> _EXERCISE_
Copy out each line exactly as it appears.

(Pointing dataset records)
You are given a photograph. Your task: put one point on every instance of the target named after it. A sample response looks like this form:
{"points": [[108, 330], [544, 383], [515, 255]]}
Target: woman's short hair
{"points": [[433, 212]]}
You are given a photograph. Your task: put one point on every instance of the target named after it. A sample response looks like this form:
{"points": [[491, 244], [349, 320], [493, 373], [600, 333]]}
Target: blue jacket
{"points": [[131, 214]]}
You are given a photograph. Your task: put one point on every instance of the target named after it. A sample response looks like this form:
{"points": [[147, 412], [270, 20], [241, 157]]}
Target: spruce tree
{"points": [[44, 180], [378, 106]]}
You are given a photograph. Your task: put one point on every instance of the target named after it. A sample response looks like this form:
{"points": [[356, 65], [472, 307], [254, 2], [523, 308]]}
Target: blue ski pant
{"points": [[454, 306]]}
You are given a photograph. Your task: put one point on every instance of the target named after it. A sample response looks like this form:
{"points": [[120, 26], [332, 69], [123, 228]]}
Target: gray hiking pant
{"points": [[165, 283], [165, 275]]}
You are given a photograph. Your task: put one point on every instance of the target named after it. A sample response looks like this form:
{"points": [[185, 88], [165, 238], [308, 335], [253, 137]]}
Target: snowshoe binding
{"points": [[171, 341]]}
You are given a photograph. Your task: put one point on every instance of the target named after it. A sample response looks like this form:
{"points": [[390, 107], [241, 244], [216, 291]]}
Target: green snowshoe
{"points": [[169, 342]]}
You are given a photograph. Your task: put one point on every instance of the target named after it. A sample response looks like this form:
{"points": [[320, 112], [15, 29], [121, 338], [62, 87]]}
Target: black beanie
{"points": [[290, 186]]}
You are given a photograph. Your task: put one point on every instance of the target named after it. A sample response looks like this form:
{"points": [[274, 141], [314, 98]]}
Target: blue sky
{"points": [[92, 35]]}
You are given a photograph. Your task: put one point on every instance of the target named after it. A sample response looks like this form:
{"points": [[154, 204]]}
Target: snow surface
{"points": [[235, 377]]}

> _SOLVED PROBLEM_
You are given a photograph. Your task: put one point on every instance of the target named after it. A sample response looks like this form:
{"points": [[108, 330], [544, 383], [515, 255]]}
Target: woman's short hair
{"points": [[433, 212]]}
You are given a photograph. Your task: put one point on every instance of the target named after it. A sample response looks like this form:
{"points": [[491, 244], [349, 320], [493, 373], [600, 333]]}
Target: blue jacket
{"points": [[131, 214]]}
You are given a photograph. Your task: put one point on every instance of the target named after it. A sample response looks like this form:
{"points": [[147, 412], [270, 20], [241, 157]]}
Target: spruce tree
{"points": [[44, 180], [378, 106]]}
You are given a photograph. Your task: put one point on every instance of the target named after it. A sample response looks like this form:
{"points": [[356, 65], [472, 307], [254, 2], [523, 308]]}
Target: blue ski pant
{"points": [[454, 306]]}
You are given a photograph. Your task: put one point on every instance of the target named after it. A sample response looks like this form:
{"points": [[120, 26], [332, 69], [123, 228]]}
Target: gray hiking pant
{"points": [[165, 283], [165, 275]]}
You are given a photograph. Your task: put one point on every instance of the target named after it. A sample response looks like this form:
{"points": [[185, 88], [165, 238], [308, 335], [253, 137]]}
Target: snowshoe binding
{"points": [[171, 341]]}
You are given a photograph. Your task: put one point on every instance of the target named after it. A sample response looks like this form:
{"points": [[390, 107], [241, 244], [216, 291]]}
Target: green snowshoe
{"points": [[169, 342]]}
You are given a photograph. Your task: put one point on every instance of the target named after it. A sample response looks like this form:
{"points": [[320, 112], [15, 29], [121, 338], [62, 87]]}
Target: black beanie
{"points": [[290, 186]]}
You are given a photograph. Your task: put one point on every instance of the target named after it. A sample response looks like this form:
{"points": [[274, 141], [314, 98]]}
Target: blue sky
{"points": [[92, 35]]}
You are given a photograph. Your task: put one point on every instance of the target named after it. A sample response looks like this form:
{"points": [[154, 204]]}
Target: snow surface
{"points": [[235, 377]]}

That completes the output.